§ EXERCISE
Extract every line of the entries below that contains the word "vertical".

§ DATA SECTION
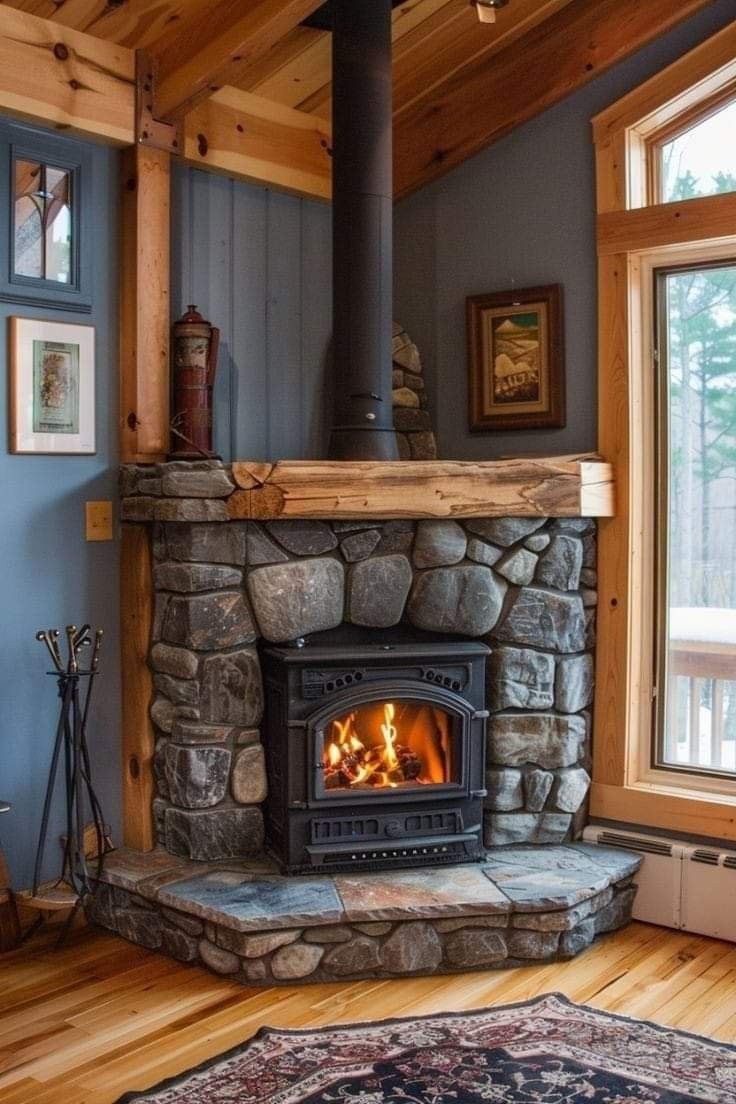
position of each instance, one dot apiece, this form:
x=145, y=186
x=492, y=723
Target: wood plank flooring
x=102, y=1017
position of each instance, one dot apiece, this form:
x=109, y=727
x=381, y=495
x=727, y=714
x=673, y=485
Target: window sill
x=683, y=810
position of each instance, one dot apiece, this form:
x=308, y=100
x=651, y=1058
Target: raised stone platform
x=243, y=920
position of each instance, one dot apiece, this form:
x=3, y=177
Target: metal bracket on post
x=150, y=130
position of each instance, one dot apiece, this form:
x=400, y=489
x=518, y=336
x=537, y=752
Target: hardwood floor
x=102, y=1017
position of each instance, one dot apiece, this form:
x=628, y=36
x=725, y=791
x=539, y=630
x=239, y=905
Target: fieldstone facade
x=523, y=585
x=412, y=418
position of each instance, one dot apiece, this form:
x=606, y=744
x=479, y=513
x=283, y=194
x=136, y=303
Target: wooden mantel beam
x=486, y=99
x=219, y=48
x=561, y=487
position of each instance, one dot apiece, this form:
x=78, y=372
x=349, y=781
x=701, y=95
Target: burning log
x=348, y=762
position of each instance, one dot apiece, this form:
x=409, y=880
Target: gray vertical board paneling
x=212, y=273
x=521, y=212
x=258, y=265
x=286, y=431
x=316, y=324
x=249, y=280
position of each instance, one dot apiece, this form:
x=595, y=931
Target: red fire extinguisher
x=195, y=345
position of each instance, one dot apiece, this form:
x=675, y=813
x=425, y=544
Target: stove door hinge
x=150, y=130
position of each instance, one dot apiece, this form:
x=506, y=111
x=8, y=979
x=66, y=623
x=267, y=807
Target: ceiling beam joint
x=150, y=130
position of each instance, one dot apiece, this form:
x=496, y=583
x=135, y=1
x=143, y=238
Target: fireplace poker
x=71, y=634
x=72, y=739
x=44, y=638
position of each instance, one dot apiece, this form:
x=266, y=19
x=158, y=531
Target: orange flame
x=390, y=761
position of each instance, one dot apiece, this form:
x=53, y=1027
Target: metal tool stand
x=71, y=757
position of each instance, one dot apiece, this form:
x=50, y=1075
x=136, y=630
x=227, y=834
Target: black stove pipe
x=362, y=209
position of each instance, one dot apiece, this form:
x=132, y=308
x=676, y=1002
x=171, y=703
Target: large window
x=699, y=159
x=696, y=308
x=664, y=744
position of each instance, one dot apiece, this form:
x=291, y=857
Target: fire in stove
x=386, y=746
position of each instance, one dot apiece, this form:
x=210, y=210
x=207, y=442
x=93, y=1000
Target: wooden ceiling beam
x=255, y=139
x=437, y=43
x=135, y=23
x=481, y=103
x=219, y=48
x=64, y=78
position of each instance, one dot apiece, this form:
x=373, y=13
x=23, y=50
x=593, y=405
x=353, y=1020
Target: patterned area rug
x=545, y=1051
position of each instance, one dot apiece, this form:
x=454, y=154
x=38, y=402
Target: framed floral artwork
x=515, y=360
x=52, y=386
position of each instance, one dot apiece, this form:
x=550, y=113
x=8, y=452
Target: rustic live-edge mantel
x=563, y=487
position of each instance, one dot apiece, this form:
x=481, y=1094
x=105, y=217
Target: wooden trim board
x=562, y=487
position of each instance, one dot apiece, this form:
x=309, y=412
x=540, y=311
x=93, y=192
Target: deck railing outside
x=701, y=714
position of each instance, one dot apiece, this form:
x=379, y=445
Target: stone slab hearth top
x=252, y=897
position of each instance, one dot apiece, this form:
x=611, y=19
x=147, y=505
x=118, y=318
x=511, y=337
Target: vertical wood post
x=145, y=318
x=138, y=739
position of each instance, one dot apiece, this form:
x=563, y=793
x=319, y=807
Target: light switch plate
x=99, y=521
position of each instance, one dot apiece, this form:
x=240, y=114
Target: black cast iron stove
x=375, y=754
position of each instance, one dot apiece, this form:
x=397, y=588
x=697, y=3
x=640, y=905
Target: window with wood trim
x=696, y=156
x=696, y=524
x=664, y=743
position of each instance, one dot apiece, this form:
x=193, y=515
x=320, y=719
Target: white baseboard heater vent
x=680, y=885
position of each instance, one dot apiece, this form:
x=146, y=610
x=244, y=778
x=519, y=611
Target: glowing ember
x=384, y=759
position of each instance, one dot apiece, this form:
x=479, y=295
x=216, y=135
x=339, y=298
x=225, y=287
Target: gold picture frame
x=515, y=360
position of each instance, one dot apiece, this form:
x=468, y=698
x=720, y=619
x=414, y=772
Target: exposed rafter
x=219, y=48
x=65, y=78
x=482, y=102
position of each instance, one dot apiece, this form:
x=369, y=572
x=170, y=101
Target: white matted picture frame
x=52, y=386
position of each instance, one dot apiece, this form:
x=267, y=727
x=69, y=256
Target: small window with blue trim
x=44, y=244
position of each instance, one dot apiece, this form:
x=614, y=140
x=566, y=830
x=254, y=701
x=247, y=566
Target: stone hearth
x=521, y=906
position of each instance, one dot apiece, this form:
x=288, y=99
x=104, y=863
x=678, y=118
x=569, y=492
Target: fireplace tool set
x=75, y=688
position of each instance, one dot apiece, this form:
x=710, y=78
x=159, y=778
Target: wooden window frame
x=637, y=237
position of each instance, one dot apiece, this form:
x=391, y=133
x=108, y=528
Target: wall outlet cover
x=98, y=521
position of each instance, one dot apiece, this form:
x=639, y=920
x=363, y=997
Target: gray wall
x=521, y=212
x=258, y=265
x=51, y=576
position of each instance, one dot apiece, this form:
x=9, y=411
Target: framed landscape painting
x=515, y=360
x=52, y=386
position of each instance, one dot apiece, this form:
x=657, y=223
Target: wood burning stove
x=375, y=754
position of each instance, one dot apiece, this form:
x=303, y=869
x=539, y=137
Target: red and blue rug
x=544, y=1051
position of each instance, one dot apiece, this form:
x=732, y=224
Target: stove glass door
x=387, y=745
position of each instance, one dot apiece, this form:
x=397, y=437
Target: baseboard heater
x=681, y=884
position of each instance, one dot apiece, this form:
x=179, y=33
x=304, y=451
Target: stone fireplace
x=225, y=592
x=353, y=698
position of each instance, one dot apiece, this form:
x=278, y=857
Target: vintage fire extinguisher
x=195, y=345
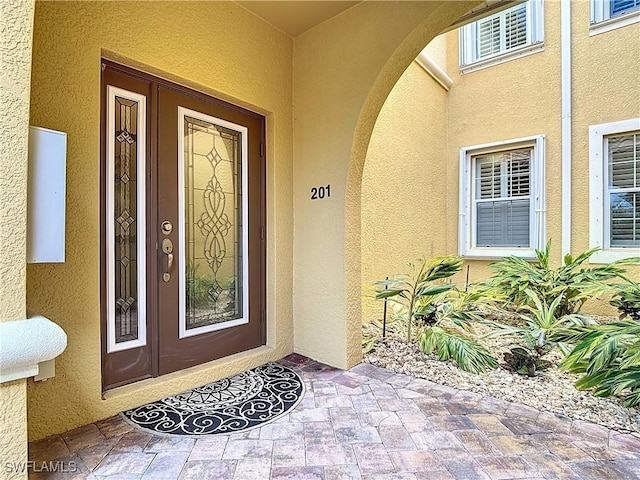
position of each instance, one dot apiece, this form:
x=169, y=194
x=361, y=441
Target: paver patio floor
x=364, y=423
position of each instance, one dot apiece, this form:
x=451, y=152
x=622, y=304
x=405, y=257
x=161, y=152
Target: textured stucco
x=343, y=71
x=403, y=196
x=515, y=99
x=16, y=28
x=217, y=47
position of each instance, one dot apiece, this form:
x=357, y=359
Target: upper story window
x=608, y=15
x=503, y=36
x=614, y=190
x=502, y=199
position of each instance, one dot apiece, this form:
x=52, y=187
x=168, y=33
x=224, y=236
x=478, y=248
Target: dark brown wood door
x=209, y=184
x=183, y=240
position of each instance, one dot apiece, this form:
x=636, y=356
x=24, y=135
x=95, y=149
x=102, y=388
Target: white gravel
x=552, y=390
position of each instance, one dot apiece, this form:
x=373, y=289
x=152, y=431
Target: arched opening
x=404, y=55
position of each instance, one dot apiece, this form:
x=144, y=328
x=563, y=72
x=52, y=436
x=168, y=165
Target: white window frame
x=598, y=226
x=537, y=223
x=535, y=41
x=601, y=20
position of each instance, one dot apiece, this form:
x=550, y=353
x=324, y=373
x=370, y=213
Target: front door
x=183, y=237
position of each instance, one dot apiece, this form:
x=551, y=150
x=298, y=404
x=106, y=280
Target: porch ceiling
x=296, y=17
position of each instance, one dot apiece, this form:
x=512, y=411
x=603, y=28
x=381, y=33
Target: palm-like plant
x=627, y=299
x=542, y=322
x=441, y=311
x=609, y=358
x=570, y=282
x=415, y=291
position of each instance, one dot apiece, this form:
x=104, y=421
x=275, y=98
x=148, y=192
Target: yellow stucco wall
x=403, y=196
x=613, y=81
x=515, y=99
x=16, y=28
x=343, y=71
x=217, y=47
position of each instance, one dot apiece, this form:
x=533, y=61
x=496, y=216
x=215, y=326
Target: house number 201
x=318, y=193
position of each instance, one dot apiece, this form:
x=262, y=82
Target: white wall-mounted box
x=46, y=195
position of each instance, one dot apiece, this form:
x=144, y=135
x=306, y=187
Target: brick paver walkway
x=364, y=423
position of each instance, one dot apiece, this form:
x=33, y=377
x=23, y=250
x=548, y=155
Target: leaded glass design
x=126, y=269
x=212, y=223
x=125, y=224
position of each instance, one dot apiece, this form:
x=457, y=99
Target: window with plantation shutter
x=502, y=198
x=623, y=185
x=614, y=190
x=607, y=15
x=508, y=34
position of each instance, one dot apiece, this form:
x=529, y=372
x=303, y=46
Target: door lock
x=167, y=249
x=166, y=227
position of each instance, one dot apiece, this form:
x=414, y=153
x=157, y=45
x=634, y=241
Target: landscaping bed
x=551, y=390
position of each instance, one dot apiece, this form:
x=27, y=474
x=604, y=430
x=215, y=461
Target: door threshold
x=192, y=377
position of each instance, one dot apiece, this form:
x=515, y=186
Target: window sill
x=608, y=256
x=614, y=23
x=499, y=253
x=502, y=58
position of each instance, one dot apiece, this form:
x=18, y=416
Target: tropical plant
x=416, y=291
x=441, y=313
x=525, y=362
x=541, y=322
x=570, y=282
x=608, y=356
x=627, y=299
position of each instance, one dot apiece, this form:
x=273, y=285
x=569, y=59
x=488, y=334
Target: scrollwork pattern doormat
x=234, y=404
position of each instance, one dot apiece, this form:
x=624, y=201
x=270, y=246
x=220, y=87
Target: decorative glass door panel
x=183, y=243
x=210, y=183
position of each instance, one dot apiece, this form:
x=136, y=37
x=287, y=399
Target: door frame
x=150, y=212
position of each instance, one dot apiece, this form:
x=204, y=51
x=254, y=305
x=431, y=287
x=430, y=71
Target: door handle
x=167, y=248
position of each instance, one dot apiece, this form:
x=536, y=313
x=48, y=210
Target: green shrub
x=441, y=312
x=571, y=282
x=627, y=300
x=541, y=322
x=608, y=356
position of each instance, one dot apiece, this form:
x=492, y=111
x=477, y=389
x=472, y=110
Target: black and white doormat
x=235, y=404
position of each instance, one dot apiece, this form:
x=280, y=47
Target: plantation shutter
x=624, y=190
x=488, y=36
x=503, y=213
x=516, y=27
x=502, y=32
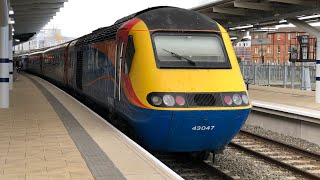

§ WRITTEN REPLY
Target: gray vertical board paneling
Target: vertical wood post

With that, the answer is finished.